**What to do:**
Your task is to repeat each record verbatim, exactly as it was written.

**Dataset records:**
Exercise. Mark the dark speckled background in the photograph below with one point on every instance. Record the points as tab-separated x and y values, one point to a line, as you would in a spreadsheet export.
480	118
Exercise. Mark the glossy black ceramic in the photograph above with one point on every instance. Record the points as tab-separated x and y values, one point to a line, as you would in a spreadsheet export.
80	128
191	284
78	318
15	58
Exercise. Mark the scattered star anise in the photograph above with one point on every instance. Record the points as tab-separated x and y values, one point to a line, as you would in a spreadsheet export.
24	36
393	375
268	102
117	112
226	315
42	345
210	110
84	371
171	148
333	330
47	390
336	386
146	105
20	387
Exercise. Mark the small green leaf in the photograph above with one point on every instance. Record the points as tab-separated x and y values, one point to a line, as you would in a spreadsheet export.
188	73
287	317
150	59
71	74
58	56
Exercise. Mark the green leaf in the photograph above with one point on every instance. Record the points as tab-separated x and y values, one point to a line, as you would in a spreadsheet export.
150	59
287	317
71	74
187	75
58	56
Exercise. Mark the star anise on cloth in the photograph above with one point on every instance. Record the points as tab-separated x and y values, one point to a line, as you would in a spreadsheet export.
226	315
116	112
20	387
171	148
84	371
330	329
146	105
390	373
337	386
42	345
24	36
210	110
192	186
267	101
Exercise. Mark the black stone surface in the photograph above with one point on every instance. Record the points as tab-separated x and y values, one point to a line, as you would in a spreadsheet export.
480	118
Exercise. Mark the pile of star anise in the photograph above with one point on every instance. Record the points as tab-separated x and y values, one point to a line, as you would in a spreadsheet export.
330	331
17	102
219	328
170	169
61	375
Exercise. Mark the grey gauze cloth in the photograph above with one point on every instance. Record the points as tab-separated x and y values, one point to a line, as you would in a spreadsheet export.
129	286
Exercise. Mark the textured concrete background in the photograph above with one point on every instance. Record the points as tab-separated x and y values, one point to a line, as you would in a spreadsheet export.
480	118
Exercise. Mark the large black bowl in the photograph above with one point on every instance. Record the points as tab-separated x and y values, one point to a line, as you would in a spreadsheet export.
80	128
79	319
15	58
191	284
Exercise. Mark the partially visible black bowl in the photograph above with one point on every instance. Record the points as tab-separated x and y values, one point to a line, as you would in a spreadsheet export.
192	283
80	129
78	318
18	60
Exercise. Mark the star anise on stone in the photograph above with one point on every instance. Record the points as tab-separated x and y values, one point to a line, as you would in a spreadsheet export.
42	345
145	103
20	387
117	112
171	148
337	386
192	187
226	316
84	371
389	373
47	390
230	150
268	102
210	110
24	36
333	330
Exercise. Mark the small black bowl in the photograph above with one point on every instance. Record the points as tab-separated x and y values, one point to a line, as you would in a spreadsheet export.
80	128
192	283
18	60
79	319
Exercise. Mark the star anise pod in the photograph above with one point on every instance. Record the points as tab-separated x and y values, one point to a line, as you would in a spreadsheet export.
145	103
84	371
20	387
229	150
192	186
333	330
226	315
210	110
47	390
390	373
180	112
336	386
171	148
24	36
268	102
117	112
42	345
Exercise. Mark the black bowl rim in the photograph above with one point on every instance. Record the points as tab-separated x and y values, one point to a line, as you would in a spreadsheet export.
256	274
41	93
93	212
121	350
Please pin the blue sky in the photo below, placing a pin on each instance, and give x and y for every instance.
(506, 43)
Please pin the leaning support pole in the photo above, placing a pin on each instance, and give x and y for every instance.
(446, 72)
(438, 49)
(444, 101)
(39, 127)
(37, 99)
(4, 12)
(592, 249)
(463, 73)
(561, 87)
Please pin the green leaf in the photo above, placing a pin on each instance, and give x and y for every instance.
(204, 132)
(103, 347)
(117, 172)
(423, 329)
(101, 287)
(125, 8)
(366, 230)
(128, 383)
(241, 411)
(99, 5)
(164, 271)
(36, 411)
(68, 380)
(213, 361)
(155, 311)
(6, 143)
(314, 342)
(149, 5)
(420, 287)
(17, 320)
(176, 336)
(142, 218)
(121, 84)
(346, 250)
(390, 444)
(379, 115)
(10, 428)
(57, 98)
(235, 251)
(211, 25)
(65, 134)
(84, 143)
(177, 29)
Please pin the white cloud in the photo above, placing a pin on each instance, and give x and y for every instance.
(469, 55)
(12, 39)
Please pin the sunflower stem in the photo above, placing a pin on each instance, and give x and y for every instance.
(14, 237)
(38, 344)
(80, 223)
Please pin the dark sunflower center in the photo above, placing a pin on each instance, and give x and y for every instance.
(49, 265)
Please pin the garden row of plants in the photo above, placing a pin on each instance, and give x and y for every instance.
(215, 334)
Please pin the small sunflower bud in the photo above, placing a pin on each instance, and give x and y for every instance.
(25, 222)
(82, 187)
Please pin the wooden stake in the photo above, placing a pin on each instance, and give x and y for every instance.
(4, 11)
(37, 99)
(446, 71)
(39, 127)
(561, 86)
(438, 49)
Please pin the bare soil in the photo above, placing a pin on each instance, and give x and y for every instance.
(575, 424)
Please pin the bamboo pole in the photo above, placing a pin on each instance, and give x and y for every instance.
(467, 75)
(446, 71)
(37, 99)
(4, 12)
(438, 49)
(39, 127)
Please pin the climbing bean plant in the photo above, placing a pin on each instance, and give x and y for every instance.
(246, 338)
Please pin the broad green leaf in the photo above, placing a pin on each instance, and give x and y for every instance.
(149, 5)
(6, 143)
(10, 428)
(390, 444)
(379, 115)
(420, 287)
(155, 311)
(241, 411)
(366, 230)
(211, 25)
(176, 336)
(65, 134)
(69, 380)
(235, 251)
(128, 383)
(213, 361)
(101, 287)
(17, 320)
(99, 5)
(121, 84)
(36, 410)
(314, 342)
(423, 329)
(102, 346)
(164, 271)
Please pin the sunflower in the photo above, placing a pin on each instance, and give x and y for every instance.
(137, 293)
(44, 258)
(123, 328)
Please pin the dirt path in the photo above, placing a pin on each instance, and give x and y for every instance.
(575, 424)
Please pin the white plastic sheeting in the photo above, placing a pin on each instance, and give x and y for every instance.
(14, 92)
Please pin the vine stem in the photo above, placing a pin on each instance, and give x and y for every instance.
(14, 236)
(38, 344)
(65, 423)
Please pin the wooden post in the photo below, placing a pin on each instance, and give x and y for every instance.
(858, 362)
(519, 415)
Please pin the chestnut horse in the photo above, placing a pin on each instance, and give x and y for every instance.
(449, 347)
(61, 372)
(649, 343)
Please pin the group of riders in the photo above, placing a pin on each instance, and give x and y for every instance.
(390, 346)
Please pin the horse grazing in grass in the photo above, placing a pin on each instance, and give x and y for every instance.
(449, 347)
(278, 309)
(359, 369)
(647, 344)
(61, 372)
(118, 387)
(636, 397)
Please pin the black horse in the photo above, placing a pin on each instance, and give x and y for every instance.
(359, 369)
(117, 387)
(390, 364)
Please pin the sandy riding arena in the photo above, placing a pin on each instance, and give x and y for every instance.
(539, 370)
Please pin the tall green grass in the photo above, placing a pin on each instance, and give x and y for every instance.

**Your solution:**
Exercise. Mark the dark speckled background in the photograph below with one point on every instance. Record the points as tab-separated x and y values, one point to a line, as you would in a spreadsheet export.
480	118
Exercise. Mark the glossy black ceramic in the photograph above with one point on every instance. Record the points as tab-separated x and y values, one point to a line, as you would in a spreadsheet export.
80	128
191	284
78	318
15	58
Exercise. Mark the scattered star anise in the photograph above with one point on every instance. Record the points as tab-separated x and y values, one point to a line, as you would in a spreadsheet export.
24	36
393	375
268	102
117	112
226	315
42	345
210	110
84	371
171	148
333	330
47	390
336	386
146	105
20	387
Exercise. Mark the small green leaf in the photograph above with one point on every instance. Record the points as tab-separated x and y values, one point to a line, as you would in a spreadsheet export.
188	73
287	317
150	59
71	74
58	56
Exercise. Mark the green leaf in the photograph above with one point on every instance. Record the points as tab-separated x and y values, one point to a line, as you would in a spreadsheet export.
150	59
287	317
71	74
187	75
58	56
Exercise. Mark the star anise on cloth in the photograph above with one point on every instance. Record the points as tab-separated x and y values, one point to a line, as you would in a spreadsheet export.
226	315
116	112
20	387
171	148
84	371
330	329
146	105
390	373
337	386
42	345
24	36
210	110
192	186
267	101
Exercise. Mark the black stone surface in the photograph above with one point on every instance. Record the points as tab-separated x and y values, one point to a line, as you would in a spreadsheet export.
480	118
Exercise. Mark the pile of star anise in the photograph above with one point on every instance. Record the points as tab-separated x and y values, one point to a line, as you would in a spreadsheet export.
330	331
17	102
219	328
170	169
61	375
Exercise. Mark the grey gauze cloth in the photograph above with one point on every instance. Record the points as tab-separated x and y values, one point to a line, as you would in a spreadsheet export.
129	286
Exercise. Mark the textured concrete background in the photograph above with one point on every instance. Record the points as tab-separated x and y values, one point to a line, as you would in a spreadsheet export.
480	118
Exercise. Mark the large black bowl in the photograph above with one point on every instance. Record the points as tab-separated x and y values, one point to a line, as you would in a spreadsheet export.
80	128
79	319
15	58
191	284
Exercise. Mark the partially visible black bowl in the photograph above with one point on every instance. Record the points as tab-separated x and y values, one point to a line, as you would in a spreadsheet export.
192	283
80	129
78	318
18	60
Exercise. Mark the star anise on stone in the photograph above with one point on every instance. Record the points as tab-separated x and y values, one point to a line, as you would in a spreadsheet export.
42	345
145	103
20	387
117	112
171	148
337	386
192	187
226	316
84	371
389	373
47	390
230	150
268	102
210	110
24	36
333	330
Exercise. Mark the small black bowl in the photograph above with one point on every instance. Record the points as tab-separated x and y values, one point to a line, as you would in a spreadsheet export.
80	128
192	283
18	60
79	319
Exercise. Mark the star anise pod in the photograph above with one point on every instance. Record the points as tab-separated x and y values, one point to a line, as you would in a spreadsheet export.
145	103
84	371
20	387
229	150
192	186
333	330
226	315
210	110
47	390
390	373
180	112
336	386
171	148
24	36
268	102
117	112
42	345
Exercise. Mark the black bowl rim in the photograph above with one point on every instance. Record the points as tab-separated x and y values, one point to a line, as you would in a spreadsheet export.
256	274
41	93
93	212
121	350
Please pin the blue sky in the photo below, placing a pin on each instance, and give x and y for every instance.
(506, 43)
Please pin the leaning support pole in the photo above, placing a pin on each instance, and give x and y for every instance.
(446, 72)
(438, 49)
(444, 101)
(39, 127)
(37, 99)
(4, 12)
(592, 249)
(463, 73)
(561, 87)
Please pin the green leaf in the photo above, placing a pin on each instance, and give x and y for every instance.
(204, 132)
(103, 347)
(117, 172)
(423, 329)
(101, 287)
(125, 8)
(366, 230)
(128, 383)
(241, 411)
(99, 5)
(164, 271)
(36, 411)
(68, 380)
(213, 361)
(155, 311)
(6, 143)
(314, 342)
(149, 5)
(420, 287)
(17, 320)
(176, 336)
(142, 218)
(121, 84)
(346, 250)
(390, 444)
(379, 115)
(10, 428)
(57, 98)
(235, 251)
(211, 25)
(65, 134)
(84, 143)
(177, 29)
Please pin the white cloud in the photo above, placing a pin on each instance, and give x and y for every instance.
(469, 55)
(12, 39)
Please pin the sunflower stem in the photo above, placing a pin on each instance, and give x and y for every instance.
(14, 237)
(38, 344)
(80, 223)
Please pin the dark sunflower center in the photo above, placing a pin on each instance, and give x and y for every instance.
(49, 265)
Please pin the garden row of plants in the photo above, placing a pin on each instance, and give x and y for every instance.
(215, 334)
Please pin the small sunflower bud in the photo above, placing a pin on each instance, and give x and y for every instance.
(25, 222)
(82, 187)
Please pin the wooden stake in the photo above, placing a pin on each instance, and give x and y for every instance.
(4, 11)
(37, 99)
(446, 71)
(39, 127)
(561, 86)
(438, 49)
Please pin the bare soil in the photo above, placing a pin on each instance, and give x and y for every instance.
(575, 424)
Please pin the bamboo pole in the photo above, placing a pin on each instance, and give x and y for every instance.
(467, 75)
(446, 71)
(37, 99)
(4, 12)
(438, 49)
(39, 127)
Please pin the climbing bean plant in the photo above, placing a pin on each instance, and give x and y for every instance.
(246, 338)
Please pin the broad green leaf in the photo above, placing a pin on each instance, and give x and y for every instance.
(149, 5)
(6, 143)
(10, 428)
(390, 444)
(379, 115)
(420, 287)
(155, 311)
(241, 411)
(366, 230)
(211, 25)
(176, 336)
(65, 134)
(69, 380)
(235, 251)
(128, 383)
(213, 361)
(101, 287)
(17, 320)
(99, 5)
(121, 84)
(36, 410)
(314, 342)
(423, 329)
(102, 346)
(164, 271)
Please pin the sunflower in the photo above, placing a pin on each instance, and give x and y for every instance.
(137, 293)
(44, 258)
(123, 328)
Please pin the dirt path in the photo above, placing a pin on each instance, and give x and y for every instance.
(575, 424)
Please pin the white plastic sheeting in the photo above, placing a pin on each instance, and give x and y for every instance.
(14, 92)
Please pin the vine stem in the photo above, placing a pin on each instance, and give x and y for every instance.
(14, 236)
(38, 344)
(65, 423)
Please pin the wooden post in the photo below, placing a pin on each instance, and give x and y for every instance.
(858, 362)
(519, 415)
Please pin the chestnut horse in the photo above, placing a pin on each instance, and give x and y for every instance.
(449, 347)
(61, 372)
(649, 343)
Please pin the group of riders in the photo above, placing a pin on each instance, and give x and y for every instance.
(390, 346)
Please pin the horse grazing in grass in the photo above, placing a pin on each instance, and give x and y for every instance.
(449, 347)
(278, 309)
(359, 369)
(647, 344)
(61, 372)
(118, 387)
(636, 397)
Please pin the black horse in the photo above, placing a pin on each instance, and give x and y for every instance.
(359, 369)
(117, 387)
(390, 364)
Please pin the sandy riding arena in the photo above, placing a pin on each instance, and give x and y for every instance.
(539, 370)
Please pin the tall green grass in the photo above, placing a pin on each instance, and give x and y for every instance.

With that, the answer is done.